* EJERCICIOS *
**a)** Devuelve sin cambios el pasaje del relato sobre el Barranco de Las Nieves que va desde "Dejando atrás el" hasta "misterio y soledad.".
**b)** Retoma el relato sobre el Barranco de Las Nieves a partir de su última oración.

== TEXTO DE ORIGEN

Cuando en el año dos mil cinco, a la última representación asistía, como un espectador más, me vino a mi mente una horripilante aventura acaecida muchos años atrás en este mismo Barranco de Las Nieves y de la que yo y mi hermano José Luís fuimos protagonistas. Aún hoy, pasados ya muchos años, sigo impresionado al recordar aquella aventura que, a punto estuvo de costarnos la vida a los dos y si ello no ocurrió fue por suerte del destino ya que la situación traspasaba el límite de lo inverosímil y peligroso.
Dejando atrás el Santuario de Las Nieves, el barranco cada vez se va haciendo más estrecho, al mismo tiempo que sus verticales laderas pobladas de brezos, fallas y pinos dan al ambiente un aire de misterio y soledad.

====
== EXTRACTO DEL MATERIAL

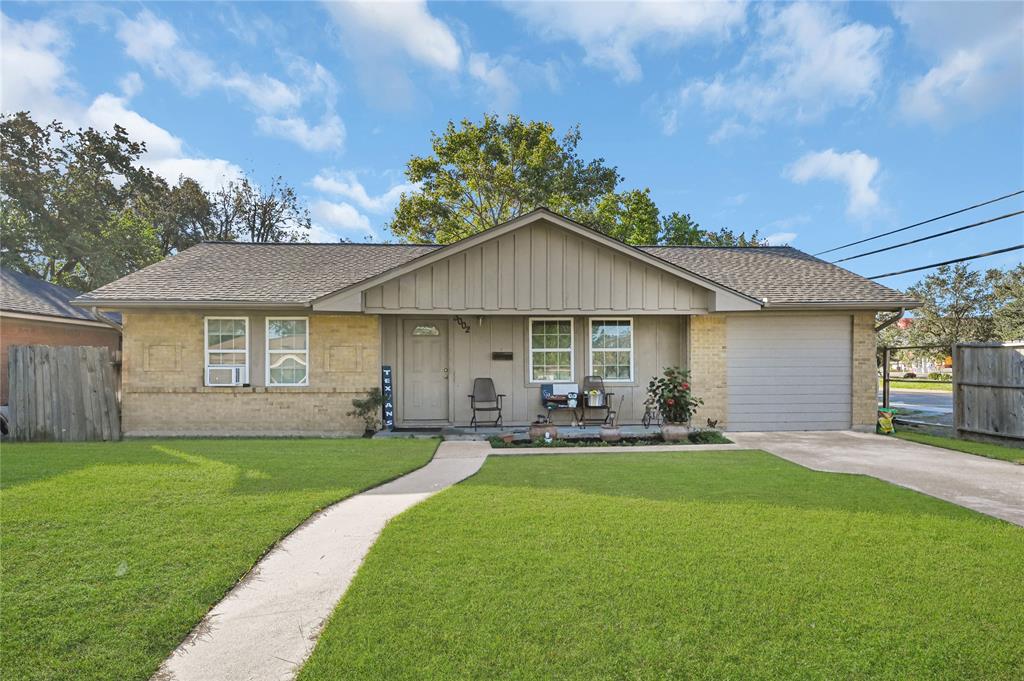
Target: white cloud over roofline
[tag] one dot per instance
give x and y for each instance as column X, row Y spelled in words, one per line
column 856, row 171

====

* LAS RESPUESTAS *
**a)**
Dejando atrás el Santuario de Las Nieves, el barranco cada vez se va haciendo más estrecho, al mismo tiempo que sus verticales laderas pobladas de brezos, fallas y pinos dan al ambiente un aire de misterio y soledad.

**b)**
 Ese día, como decía, mi hermano y yo nos dispusimos a la aventura por la aventura y con la idea de explorar el entorno nos encaminamos, barranco arriba, provistos de sendas mochilas con algo que comer y, por supuesto, con un buen vino para beber. Charlábamos alegremente mientras comentábamos cómo sería la vida de aquellos guanches, que en su día fueron nuestros primeros padres en esta, nuestra querida isla de La Palma.
Cuando arribábamos a un paraje conocido como La Desierta, volvimos a revivir aquellos cuentos que en nuestra niñez nos contaba nuestro abuelo Juan Tomás, después de la cena en aquellas largas y frías noches de invierno. Decía el abuelo, que le habían contado, que en la ladera vertical que tiene como fondo La Desierta, existía en antaño una enorme cueva de profundidad incalculable y que en el interior de esa cueva vivió el último de los guanches de la Isla de La Palma conocido como Gurún.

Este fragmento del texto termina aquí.